While sensory ethnography films often rely on subjective participation to make whole the film’s experience, there are distinct moments of auteur intention. After every ascent in Manakamana, the film pauses in blackness for a few minutes. Pacho Velez, one of the film’s directors, says “It’s a moment for the film’s characters to have an experience with the goddess” (qtd. in MacDonald). With the emphasis still firmly on experience, the elongated blackness disables sight for a moment in order to heighten other senses, especially hearing, as the sounds of the temple are here seemingly within touching distance. It is also a time in which we, as the audience, are offered a moment to have an experience with ourselves, to pause and reflect. It could possibly be seen as a statement by the film’s directors Velez and Castaing-Taylor that film, or more specifically ethnographic film, is becoming less visual-centric and progressively more about the experience of the other senses. Leviathan – perhaps the most illustrative in terms of auteur intention – often, like Manakamana, plunges the audience into darkness in the scenes when the camera swims with the fish. This ultra-sensory film forms many associations between different senses. In one moment we are attached to the exterior of the boat, witnessing endless chum pour out from the side of the deck. The filmmakers position the audience so close to the blood and guts of the fish that we have no choice but to physically smell this sight through synaesthesia – the involuntary experience of a secondary sense through the stimulation of another – as well as through the recall of our own subjective experience of bad smells. Later in the film we are positioned next to a television in the interior of the boat. The television plays The Deadliest Catch (2005-ongoing), a documentary television series chronicling the perils of commercial crabbing. We see a fisherman wearily gazing up at the television and at us, a cigarette hanging loosely from his teeth. The shot plays out for several minutes as the fisherman slowly falls asleep, exhausted. Whilst also being somewhat self-referential – the filmmakers are also perhaps bringing up the question of whether theirs is a documentary, or whether it is something different entirely – Velez and Castaing-Taylor are making us sympathise, but also empathise, with this man. For, as he has endured a punishing, physically gruelling experience and an attack of the senses, as have we.

+ + + + +

▸ **CHALLENGE A**
In the labeling records below, replace "even-odd" with "nonzero" and keep everything else the same.

+ + + + +

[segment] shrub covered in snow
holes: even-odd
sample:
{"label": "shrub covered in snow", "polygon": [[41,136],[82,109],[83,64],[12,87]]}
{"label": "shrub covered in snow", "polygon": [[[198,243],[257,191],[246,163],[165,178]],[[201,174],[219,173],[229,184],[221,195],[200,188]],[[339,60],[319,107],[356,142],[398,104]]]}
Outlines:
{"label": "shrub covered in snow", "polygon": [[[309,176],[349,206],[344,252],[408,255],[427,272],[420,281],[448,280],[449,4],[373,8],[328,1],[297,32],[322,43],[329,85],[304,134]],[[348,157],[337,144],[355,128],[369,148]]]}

+ + + + +

▸ **CHALLENGE B**
According to the film text, what show is playing on the television inside the boat in Leviathan?

▸ **EXERCISE ANSWER A**
[segment] shrub covered in snow
holes: nonzero
sample:
{"label": "shrub covered in snow", "polygon": [[41,136],[82,109],[83,64],[12,87]]}
{"label": "shrub covered in snow", "polygon": [[[198,243],[257,191],[246,163],[165,178]],[[201,174],[219,173],[229,184],[221,195],[200,188]],[[339,60],[319,107],[356,142],[398,104]]]}
Outlines:
{"label": "shrub covered in snow", "polygon": [[[309,176],[349,206],[344,252],[408,255],[427,272],[420,281],[448,280],[449,4],[373,8],[328,1],[297,32],[322,43],[329,85],[304,134]],[[348,157],[337,144],[355,128],[369,148]]]}

▸ **EXERCISE ANSWER B**
The Deadliest Catch (2005-ongoing), a documentary television series chronicling the perils of commercial crabbing.